(SHORT PROBLEM)
Present each of the items below as a numbered list, leaving out any blank lines.

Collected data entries
"""

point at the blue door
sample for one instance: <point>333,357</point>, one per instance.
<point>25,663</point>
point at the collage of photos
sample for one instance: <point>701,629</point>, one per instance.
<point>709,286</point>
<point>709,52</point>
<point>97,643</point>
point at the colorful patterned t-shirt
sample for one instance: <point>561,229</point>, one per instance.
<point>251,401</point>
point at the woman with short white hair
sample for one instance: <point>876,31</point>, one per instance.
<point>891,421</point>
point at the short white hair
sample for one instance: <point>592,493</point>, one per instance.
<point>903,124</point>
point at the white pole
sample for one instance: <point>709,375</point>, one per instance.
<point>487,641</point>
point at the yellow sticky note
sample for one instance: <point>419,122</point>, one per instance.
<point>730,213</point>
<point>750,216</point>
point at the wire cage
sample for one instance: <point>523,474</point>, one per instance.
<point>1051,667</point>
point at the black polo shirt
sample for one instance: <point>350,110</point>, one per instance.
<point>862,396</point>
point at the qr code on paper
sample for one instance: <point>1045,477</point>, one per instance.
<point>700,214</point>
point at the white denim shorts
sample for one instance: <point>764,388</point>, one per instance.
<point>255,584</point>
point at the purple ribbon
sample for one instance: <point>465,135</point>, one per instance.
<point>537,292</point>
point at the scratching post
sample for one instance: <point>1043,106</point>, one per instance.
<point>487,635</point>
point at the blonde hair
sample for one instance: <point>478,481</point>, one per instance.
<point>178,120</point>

"""

(WRITTEN RESPONSE)
1. point at the blue door
2. sample for one instance: <point>333,357</point>, one per instance.
3. <point>25,663</point>
4. point at the collage of photos
5. sample for one instance: <point>701,629</point>, one per instance.
6. <point>709,286</point>
7. <point>709,52</point>
8. <point>97,643</point>
9. point at the colorful patterned t-shirt
10. sample for one instance: <point>561,229</point>, one per instance.
11. <point>251,401</point>
12. point at the woman with short white hair
13. sample for one instance: <point>876,31</point>, one per instance.
14. <point>891,421</point>
15. point at the short white hair
16. sample for one instance: <point>592,493</point>, one per instance.
17. <point>903,124</point>
18. point at the white pole
19. sample for one instance: <point>709,375</point>, one per instance.
20. <point>487,641</point>
21. point at the yellow sticky note
22. sample for one instance: <point>419,122</point>, one per instance.
23. <point>730,213</point>
24. <point>750,216</point>
25. point at the wire cage
26. sample for one instance: <point>523,474</point>, one per instance.
27. <point>1051,667</point>
28. point at the black polo shirt
29. sample for one instance: <point>350,110</point>, one per instance.
30. <point>862,396</point>
31. point at the qr code on paper
32. sample for one instance: <point>1045,477</point>, one per instance.
33. <point>700,214</point>
34. point at the white denim shorts
35. sample for one instance: <point>764,388</point>, one per instance.
36. <point>255,584</point>
37. point at the purple ribbon
38. sample for one instance: <point>465,135</point>, one per instance.
39. <point>537,292</point>
40. point at the scratching post
41. sample for one instance: <point>1043,106</point>, one per instance.
42. <point>487,635</point>
43. point at the blonde hair
44. sample for one instance: <point>478,481</point>, one per instance.
45. <point>178,120</point>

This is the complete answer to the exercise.